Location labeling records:

__________

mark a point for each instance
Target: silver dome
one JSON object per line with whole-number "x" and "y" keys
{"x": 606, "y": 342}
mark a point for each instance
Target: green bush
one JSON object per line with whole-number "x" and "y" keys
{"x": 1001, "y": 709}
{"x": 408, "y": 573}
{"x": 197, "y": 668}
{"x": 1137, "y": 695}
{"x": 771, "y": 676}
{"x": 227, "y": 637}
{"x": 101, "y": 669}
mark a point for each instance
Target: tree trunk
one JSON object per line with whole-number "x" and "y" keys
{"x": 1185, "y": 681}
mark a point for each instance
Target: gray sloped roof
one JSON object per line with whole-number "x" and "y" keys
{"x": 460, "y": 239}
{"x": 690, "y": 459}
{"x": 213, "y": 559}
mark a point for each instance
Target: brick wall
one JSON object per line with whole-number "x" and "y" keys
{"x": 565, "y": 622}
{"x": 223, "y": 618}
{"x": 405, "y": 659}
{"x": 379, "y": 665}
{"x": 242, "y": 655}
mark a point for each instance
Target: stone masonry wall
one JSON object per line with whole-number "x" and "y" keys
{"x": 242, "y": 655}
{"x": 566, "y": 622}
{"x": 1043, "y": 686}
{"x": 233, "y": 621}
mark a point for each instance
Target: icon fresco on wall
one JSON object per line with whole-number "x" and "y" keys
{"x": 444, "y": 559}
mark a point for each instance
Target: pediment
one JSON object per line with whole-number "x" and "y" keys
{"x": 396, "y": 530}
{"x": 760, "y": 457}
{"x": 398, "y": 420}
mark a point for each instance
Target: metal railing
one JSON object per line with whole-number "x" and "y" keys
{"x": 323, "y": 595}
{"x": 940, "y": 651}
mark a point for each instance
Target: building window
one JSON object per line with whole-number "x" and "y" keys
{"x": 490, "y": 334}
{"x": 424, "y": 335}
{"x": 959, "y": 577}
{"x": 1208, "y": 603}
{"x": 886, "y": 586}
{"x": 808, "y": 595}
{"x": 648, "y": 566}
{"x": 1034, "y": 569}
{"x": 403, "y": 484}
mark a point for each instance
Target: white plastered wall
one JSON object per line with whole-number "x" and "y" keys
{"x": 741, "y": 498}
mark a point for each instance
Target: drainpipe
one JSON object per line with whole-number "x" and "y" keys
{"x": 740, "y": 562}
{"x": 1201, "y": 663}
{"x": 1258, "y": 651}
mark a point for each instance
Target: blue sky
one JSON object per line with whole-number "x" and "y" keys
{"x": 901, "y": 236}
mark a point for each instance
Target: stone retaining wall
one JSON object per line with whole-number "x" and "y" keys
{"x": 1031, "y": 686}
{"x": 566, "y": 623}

__________

SHORT EXERCISE:
Gather every line in the rows above that contains the string "stone". Case counts when matching.

THE RESPONSE:
Target: stone masonry wall
Target: stone retaining wall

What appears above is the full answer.